All of the records shown below need to be copied with no differences.

Stored items from a collection
::::

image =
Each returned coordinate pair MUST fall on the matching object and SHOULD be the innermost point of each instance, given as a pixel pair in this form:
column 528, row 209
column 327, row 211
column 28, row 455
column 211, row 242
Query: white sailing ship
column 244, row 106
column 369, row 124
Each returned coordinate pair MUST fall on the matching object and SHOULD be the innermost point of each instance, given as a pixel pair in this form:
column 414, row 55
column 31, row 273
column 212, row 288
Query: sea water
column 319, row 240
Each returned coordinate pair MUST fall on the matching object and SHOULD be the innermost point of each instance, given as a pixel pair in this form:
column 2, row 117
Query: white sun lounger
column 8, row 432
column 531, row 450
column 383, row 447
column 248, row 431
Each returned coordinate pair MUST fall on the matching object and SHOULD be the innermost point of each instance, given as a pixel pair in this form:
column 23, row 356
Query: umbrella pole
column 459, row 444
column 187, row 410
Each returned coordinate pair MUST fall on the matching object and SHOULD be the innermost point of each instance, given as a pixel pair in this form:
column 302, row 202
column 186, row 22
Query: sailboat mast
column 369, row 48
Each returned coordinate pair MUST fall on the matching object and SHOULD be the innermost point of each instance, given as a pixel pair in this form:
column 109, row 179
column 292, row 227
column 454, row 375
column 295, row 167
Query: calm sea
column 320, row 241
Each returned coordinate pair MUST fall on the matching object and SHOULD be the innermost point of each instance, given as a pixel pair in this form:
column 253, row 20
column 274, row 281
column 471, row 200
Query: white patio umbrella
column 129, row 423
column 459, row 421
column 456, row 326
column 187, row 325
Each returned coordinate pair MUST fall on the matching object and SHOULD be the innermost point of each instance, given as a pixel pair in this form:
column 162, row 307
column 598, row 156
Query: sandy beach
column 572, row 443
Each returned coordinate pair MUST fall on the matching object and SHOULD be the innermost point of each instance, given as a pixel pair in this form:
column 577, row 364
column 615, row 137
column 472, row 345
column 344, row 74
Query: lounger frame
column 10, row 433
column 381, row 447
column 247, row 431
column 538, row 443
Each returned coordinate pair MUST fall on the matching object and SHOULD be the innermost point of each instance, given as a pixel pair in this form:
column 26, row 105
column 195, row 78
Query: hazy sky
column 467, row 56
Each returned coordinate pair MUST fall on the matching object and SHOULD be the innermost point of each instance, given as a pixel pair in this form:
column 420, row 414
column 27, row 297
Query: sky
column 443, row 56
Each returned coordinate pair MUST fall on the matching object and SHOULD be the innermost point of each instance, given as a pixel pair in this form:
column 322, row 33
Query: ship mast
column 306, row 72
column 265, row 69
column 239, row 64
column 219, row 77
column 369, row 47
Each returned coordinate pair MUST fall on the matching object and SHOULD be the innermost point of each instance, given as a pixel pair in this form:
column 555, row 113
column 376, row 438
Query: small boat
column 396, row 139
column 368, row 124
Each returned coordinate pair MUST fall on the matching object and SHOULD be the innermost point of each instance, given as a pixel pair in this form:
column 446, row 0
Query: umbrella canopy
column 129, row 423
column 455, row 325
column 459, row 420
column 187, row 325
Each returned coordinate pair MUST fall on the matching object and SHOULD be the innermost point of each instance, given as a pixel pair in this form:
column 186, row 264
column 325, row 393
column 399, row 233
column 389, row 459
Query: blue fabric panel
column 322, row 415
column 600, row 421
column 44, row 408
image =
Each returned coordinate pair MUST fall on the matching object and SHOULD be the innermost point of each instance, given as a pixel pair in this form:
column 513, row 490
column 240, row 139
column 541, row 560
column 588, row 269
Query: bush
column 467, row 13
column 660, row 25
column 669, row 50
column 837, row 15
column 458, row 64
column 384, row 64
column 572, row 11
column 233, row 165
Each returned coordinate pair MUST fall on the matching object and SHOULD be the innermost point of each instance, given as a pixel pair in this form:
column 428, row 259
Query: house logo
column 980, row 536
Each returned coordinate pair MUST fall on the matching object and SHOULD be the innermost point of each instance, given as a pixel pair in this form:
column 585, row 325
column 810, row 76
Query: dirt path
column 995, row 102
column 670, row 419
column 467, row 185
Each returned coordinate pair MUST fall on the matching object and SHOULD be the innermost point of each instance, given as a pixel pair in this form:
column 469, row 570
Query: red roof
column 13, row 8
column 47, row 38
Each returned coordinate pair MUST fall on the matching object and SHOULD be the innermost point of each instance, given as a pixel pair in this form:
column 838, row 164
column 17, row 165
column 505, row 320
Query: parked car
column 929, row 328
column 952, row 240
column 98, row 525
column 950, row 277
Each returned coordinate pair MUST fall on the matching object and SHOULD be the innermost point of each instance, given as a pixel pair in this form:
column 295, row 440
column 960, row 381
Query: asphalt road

::::

Answer to this problem:
image =
Each returned coordinate pair MUST fall on the matching object and SHOULD be the innermost point of each instance, given as a pixel pair in this form:
column 528, row 209
column 327, row 211
column 28, row 455
column 211, row 242
Query: white sailing ship
column 244, row 106
column 369, row 124
Each returned coordinate pair MUST fall on the matching object and SHOULD be the innermost point of each instance, given as a pixel pair in this form:
column 414, row 55
column 31, row 273
column 212, row 288
Query: sea water
column 319, row 240
Each returned coordinate pair MUST fall on the matching object and SHOULD be the innermost point of each instance, given as a pixel pair in this form:
column 2, row 117
Query: white sun lounger
column 8, row 432
column 531, row 450
column 383, row 447
column 248, row 431
Each returned coordinate pair MUST fall on the matching object and SHOULD be the innermost point of each instance, given as a pixel pair in this form:
column 23, row 356
Query: umbrella pole
column 459, row 444
column 187, row 410
Each returned coordinate pair MUST fall on the matching object and SHOULD be the innermost point of each instance, given as a pixel pair in this form:
column 302, row 202
column 186, row 22
Query: sailboat mast
column 369, row 48
Each returned coordinate pair MUST fall on the matching object and SHOULD be the innermost point of each instance, given as a pixel pair in this form:
column 109, row 179
column 292, row 227
column 454, row 375
column 295, row 167
Query: calm sea
column 320, row 241
Each returned coordinate pair MUST fall on the matching object and SHOULD be the innermost point of each instance, given as a pixel pair in this form:
column 253, row 20
column 274, row 281
column 471, row 200
Query: white patio umbrella
column 129, row 423
column 459, row 421
column 456, row 326
column 187, row 325
Each returned coordinate pair MUST fall on the matching object and SHOULD be the innermost point of each instance, given as a pixel pair in this form:
column 162, row 307
column 598, row 156
Query: sandy beach
column 572, row 443
Each returned coordinate pair MUST fall on the matching object and SHOULD be the innermost point of each instance, given as a pixel pair in this form:
column 577, row 364
column 615, row 137
column 472, row 345
column 344, row 74
Query: lounger frame
column 10, row 433
column 381, row 447
column 247, row 431
column 538, row 443
Each returned coordinate pair MUST fall on the matching object and SHOULD be the innermost point of each instance, given as a pixel pair in this form:
column 26, row 105
column 195, row 78
Query: hazy sky
column 467, row 56
Each returned coordinate pair MUST fall on the matching object and SHOULD be the innermost point of each instance, given as a pixel pair in this form:
column 420, row 414
column 27, row 297
Query: sky
column 443, row 56
Each returned coordinate pair MUST fall on the matching object and SHOULD be the innermost point of each instance, given as a pixel pair in this form:
column 322, row 33
Query: ship mast
column 306, row 72
column 265, row 69
column 239, row 64
column 219, row 77
column 369, row 47
Each returned coordinate pair MUST fall on the matching object and SHOULD be the innermost point of each instance, given as a pixel pair in this form:
column 555, row 113
column 376, row 438
Query: small boat
column 396, row 139
column 368, row 124
Each returned coordinate pair MUST fall on the matching object and SHOULD be the innermost point of each instance, given as a pixel pair in this form:
column 446, row 0
Query: umbrella canopy
column 129, row 423
column 455, row 325
column 459, row 420
column 187, row 325
Each returned coordinate pair MUST fall on the matching object and SHOULD be the innermost point of each instance, given as a pixel pair in this form:
column 186, row 264
column 325, row 393
column 399, row 233
column 389, row 459
Query: blue fabric panel
column 322, row 415
column 600, row 421
column 44, row 408
image =
Each returned coordinate pair MUST fall on the matching object and SHOULD be the innermost point of each instance, given as a pixel pair in this form:
column 513, row 490
column 240, row 139
column 541, row 560
column 588, row 269
Query: bush
column 467, row 13
column 660, row 25
column 669, row 50
column 837, row 15
column 458, row 64
column 384, row 64
column 572, row 11
column 233, row 165
Each returned coordinate pair MUST fall on the matching object and SHOULD be the innermost point of each instance, given as a pixel pair in this form:
column 428, row 259
Query: house logo
column 980, row 536
Each returned coordinate pair MUST fall on the matching object and SHOULD be the innermost point of each instance, given as a pixel pair in this form:
column 585, row 325
column 810, row 76
Query: dirt path
column 995, row 102
column 670, row 419
column 467, row 185
Each returned coordinate pair MUST fall on the matching object and SHOULD be the innermost point of each instance, given as a pixel pair in this form:
column 469, row 570
Query: red roof
column 13, row 8
column 47, row 38
Each returned coordinate pair MUST fall on the matching object and SHOULD be the innermost point of each instance, given as a pixel pair in this form:
column 838, row 164
column 17, row 165
column 505, row 320
Query: parked car
column 929, row 328
column 952, row 240
column 98, row 525
column 950, row 277
Each returned coordinate pair MUST fall on the matching object and SHOULD be the innermost point of each instance, given as a pixel pair in this form:
column 295, row 440
column 960, row 381
Query: asphalt road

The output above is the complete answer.